* **Text under study**:
*** Block opens ***
Although we never registered for baby shower gifts (because [a] I’m not into showers, as I quickly discovered during my wedding shower where I felt supremely awkward; and [b] because I had my first baby at age 33, with a good job, and we didn’t need help buying things to set up our nest), I imagine it’s a similar process to a wedding registry.
There’s probably an enormous list of need-to-haves and nice-to-haves and a fancy algorithm that determines the number of items for which you should register based on the number of celebratory baby events you’ll have.
If you’re already a parent and reading this, you know that the vast majority of these things are nice-to-haves. What you really need to bring baby home is a surprisingly short list.
Of note: we’re not co-sleepers for a few reasons, the most important of which that I am completely unable to sleep with a toddler’s foot jammed into my throat, and 20 minutes later getting dangerously close to recreating the scene from Planes, Trains and Automobiles (“Those aren’t pillows!”). And it is not – I repeat, NOT – selfish to want a full night’s sleep. I’m a much better mommy when I’m well-rested.
Crib sheets, it is. I don’t even know if one can purchase flat crib sheets (it would be awfully hard to do hospital corners), so please assume that any time I refer to a crib sheet that it’s fitted.
When we registered for our wedding gifts, we were told that we needed three complete sheet sets – one for our bed, one for the wash and a spare in the linen closet.
Mark my words, however, that when it comes to babies, the three-set rule does not apply. By my calculations, you need at least five crib sheets:
- One in the crib
- One covered in pee
- One covered in spit-up
- One covered in boogers and phlegm
- One in the linen closet
Well, you might argue while rolling your eyes, “I would simply wash the pee-soaked one and replace the crib sheet with the one in the linen closet.” Ah, but you have a baby, you see. And I don’t know how they do it, but sheet Nos. 2, 3 and 4 above may all happen in the same night. Better safe than sorry. Let’s just call it an insurance policy.
You’ve read enough of my reviews now to know that I’m not a big fan of off-gassing (just type “off-gassing” into my search field and you’ll see several blog posts appear), so when it comes to crib sheets I strongly believe in taking the organic route if you can afford it. Thankfully, there’s no shortage of organic crib sheet options out there today so you have a tonne of choice.
I’d like to introduce you to the brand-spankin’ new aden + anais organic crib sheet, which rolls into Canadian stores this week. Made from the company’s signature muslin, it’s like your baby’s favourite organic swaddling blanket has turned into a crib sheet. A big thank you to Fulton Sales for sending us one to try out long before they were available here – even if it is the U.S. version, which is two full inches shorter than the new Canadian version (keep that in mind if ordering from a U.S. retailer).
Muslin rocks. It’s soft, it’s cozy, it just feels great against your skin. It keeps you warm in winter and cool in summer. It’s a breeze to launder (and actually gets softer with every wash/dry cycle). And I can tell you from experience that after washing half a dozen muslin “shmatas” for a whole year – when I was a nanny in my early 20s – that the fabric wears extremely well over time.
*** Block closes ***
Collected data entries:
*** Block opens ***
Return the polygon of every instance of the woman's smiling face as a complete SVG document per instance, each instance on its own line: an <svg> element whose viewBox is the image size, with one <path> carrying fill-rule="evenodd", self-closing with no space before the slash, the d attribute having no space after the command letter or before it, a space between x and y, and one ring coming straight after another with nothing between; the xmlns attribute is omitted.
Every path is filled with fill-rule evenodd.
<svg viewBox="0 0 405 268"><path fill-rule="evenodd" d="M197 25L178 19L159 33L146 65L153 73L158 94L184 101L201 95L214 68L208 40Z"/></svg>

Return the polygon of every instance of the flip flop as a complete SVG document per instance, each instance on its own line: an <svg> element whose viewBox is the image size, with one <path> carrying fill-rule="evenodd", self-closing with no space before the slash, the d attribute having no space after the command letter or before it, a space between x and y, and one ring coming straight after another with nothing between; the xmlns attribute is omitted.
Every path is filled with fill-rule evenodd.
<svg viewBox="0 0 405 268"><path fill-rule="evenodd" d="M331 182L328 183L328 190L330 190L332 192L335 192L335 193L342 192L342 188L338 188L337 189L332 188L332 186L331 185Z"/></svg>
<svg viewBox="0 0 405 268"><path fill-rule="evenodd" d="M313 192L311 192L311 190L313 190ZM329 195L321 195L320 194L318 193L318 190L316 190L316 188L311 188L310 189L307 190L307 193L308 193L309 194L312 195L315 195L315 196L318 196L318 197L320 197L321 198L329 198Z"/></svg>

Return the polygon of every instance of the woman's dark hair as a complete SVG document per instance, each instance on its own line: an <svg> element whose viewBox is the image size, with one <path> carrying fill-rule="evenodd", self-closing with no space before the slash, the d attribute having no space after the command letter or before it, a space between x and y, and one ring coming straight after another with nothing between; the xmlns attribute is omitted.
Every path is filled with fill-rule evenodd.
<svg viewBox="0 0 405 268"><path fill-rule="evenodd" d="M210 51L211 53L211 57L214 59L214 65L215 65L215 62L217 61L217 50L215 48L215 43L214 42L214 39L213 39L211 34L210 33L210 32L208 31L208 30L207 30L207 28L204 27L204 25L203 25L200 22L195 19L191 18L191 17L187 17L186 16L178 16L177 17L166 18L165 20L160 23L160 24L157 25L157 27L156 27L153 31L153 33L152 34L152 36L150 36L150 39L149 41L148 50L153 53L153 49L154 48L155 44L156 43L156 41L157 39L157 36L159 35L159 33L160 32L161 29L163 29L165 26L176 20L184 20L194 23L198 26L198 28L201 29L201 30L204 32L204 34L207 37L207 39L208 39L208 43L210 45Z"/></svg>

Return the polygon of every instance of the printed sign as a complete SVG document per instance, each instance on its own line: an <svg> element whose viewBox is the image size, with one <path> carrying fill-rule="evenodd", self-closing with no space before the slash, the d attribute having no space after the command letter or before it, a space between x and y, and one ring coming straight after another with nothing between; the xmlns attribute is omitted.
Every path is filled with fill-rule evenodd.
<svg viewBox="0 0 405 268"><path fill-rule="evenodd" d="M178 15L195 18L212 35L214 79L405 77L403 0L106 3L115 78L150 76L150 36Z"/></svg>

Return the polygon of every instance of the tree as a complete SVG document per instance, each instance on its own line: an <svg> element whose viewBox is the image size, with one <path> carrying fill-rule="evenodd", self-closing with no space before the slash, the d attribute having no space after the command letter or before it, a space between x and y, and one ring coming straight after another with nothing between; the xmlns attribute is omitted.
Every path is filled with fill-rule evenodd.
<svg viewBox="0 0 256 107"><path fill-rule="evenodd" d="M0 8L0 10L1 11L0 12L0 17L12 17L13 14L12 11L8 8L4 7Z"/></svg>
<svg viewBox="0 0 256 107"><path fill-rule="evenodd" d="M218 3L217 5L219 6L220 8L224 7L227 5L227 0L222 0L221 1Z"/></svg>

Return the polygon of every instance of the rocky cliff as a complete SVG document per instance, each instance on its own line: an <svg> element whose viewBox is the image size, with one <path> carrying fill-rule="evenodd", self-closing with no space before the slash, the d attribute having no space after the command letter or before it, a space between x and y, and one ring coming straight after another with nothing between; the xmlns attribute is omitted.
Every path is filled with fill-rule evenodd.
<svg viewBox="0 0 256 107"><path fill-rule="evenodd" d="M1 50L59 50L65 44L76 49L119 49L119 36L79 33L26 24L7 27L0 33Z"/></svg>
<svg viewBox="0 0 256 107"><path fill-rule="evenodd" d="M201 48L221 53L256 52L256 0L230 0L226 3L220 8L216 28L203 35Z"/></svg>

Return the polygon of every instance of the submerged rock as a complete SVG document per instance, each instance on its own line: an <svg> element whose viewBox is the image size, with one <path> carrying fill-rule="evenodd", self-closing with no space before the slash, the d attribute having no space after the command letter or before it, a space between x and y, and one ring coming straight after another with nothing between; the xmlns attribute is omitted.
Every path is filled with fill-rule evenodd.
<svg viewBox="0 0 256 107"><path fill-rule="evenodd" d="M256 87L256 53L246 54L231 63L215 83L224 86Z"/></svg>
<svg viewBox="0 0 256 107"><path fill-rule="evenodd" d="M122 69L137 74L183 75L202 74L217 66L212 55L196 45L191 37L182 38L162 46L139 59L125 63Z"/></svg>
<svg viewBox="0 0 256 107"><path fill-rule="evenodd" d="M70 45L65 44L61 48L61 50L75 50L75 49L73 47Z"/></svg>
*** Block closes ***
* **Task to carry out**: Reproduce the passage of the crib sheet post starting at "Of note: we’re" and ending at "when I’m well-rested.".

* **Solution for this task**:
Of note: we’re not co-sleepers for a few reasons, the most important of which that I am completely unable to sleep with a toddler’s foot jammed into my throat, and 20 minutes later getting dangerously close to recreating the scene from Planes, Trains and Automobiles (“Those aren’t pillows!”). And it is not – I repeat, NOT – selfish to want a full night’s sleep. I’m a much better mommy when I’m well-rested.